> [Exercise]:
Restate exactly, and only, the lines from the one containing "The component shall identify every instance of the street" through the end of the entries, keeping both endpoints.
◇ ◇ ◇ ◇
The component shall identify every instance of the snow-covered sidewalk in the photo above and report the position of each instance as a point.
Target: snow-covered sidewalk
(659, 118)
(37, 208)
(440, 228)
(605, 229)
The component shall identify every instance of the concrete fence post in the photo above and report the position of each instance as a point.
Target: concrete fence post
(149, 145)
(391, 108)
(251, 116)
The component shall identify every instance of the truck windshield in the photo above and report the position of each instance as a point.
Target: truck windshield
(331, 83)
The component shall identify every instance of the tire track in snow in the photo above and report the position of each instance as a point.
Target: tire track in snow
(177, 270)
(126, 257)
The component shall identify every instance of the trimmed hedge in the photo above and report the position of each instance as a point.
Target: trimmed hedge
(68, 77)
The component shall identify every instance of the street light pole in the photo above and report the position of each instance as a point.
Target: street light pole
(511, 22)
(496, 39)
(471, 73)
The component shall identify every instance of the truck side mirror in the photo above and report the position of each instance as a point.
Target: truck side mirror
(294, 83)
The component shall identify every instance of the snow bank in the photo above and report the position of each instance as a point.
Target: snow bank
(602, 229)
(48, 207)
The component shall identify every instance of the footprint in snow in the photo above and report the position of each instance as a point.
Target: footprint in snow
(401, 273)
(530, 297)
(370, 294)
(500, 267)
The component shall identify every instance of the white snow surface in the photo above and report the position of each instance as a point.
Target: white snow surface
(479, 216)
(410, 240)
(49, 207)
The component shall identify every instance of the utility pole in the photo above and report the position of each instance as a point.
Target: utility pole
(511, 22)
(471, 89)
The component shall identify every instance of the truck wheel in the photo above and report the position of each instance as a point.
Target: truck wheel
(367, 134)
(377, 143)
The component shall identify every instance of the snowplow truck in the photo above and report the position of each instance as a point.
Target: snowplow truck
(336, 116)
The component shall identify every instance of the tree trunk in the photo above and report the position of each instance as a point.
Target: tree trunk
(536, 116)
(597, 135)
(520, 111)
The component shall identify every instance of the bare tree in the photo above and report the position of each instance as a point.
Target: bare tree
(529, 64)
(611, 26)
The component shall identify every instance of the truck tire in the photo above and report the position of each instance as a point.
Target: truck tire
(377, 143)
◇ ◇ ◇ ◇
> [Response to the task]:
The component shall identify every instance of the street light pole in the photo above and report the position of each instance as a point.
Target: street light pole
(511, 22)
(496, 39)
(471, 73)
The component shall identify every instance of the truck side mirror in the photo above and report the position of each instance as a point.
Target: truck side mirror
(294, 83)
The component shall identify every instance of the snow bank in the photo above and report the position of each instance as a point.
Target: snow bank
(602, 229)
(48, 207)
The component shall identify every instance of the footprint in snow in the photo above and report the position of each instance as a point.
Target: footprint in snow
(401, 273)
(530, 297)
(370, 294)
(500, 267)
The component shall identify every instance of the white snow surface in the photo above and report the position of each instance as a point.
Target: white snow surface
(479, 216)
(410, 240)
(49, 207)
The component shall identify every instance of the utility pole in the photo above and report the position of each instance as a point.
Target: utility pole
(511, 22)
(471, 89)
The component shall identify every instance of the truck wheel in the photo above and report the position of each instance as a point.
Target: truck wheel
(367, 134)
(377, 143)
The component shall identify every instance of the snowplow truck in the photo above and report the position of each instance as a point.
Target: snowplow truck
(336, 116)
The component shall identify every instance of the tree trunk in the photo above and report the position of each instance as a point.
Target: tree trunk
(536, 116)
(597, 135)
(520, 111)
The component shall identify every instance of the bare tree in the photo above and report the position of each instance as a point.
Target: bare tree
(529, 64)
(611, 26)
The component shall identify every instance of the truck tire in the photo above and report the position of each instance as a point.
Target: truck tire
(377, 143)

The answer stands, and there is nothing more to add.